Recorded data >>
'''
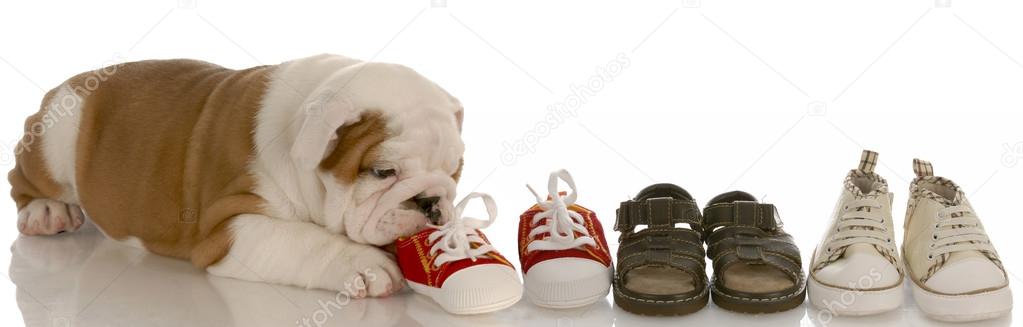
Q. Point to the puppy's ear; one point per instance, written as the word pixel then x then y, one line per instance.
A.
pixel 459 114
pixel 458 118
pixel 324 112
'''
To do >>
Write out every line of the rows above as a JSON list of strings, one string per line, skipping blank lines. Leave the pictures out.

Complete output >>
[
  "Q. Point to the puppy's ear; one point per instance, written as the word pixel then x then y, one line per instance.",
  "A.",
  "pixel 459 114",
  "pixel 458 118",
  "pixel 324 112"
]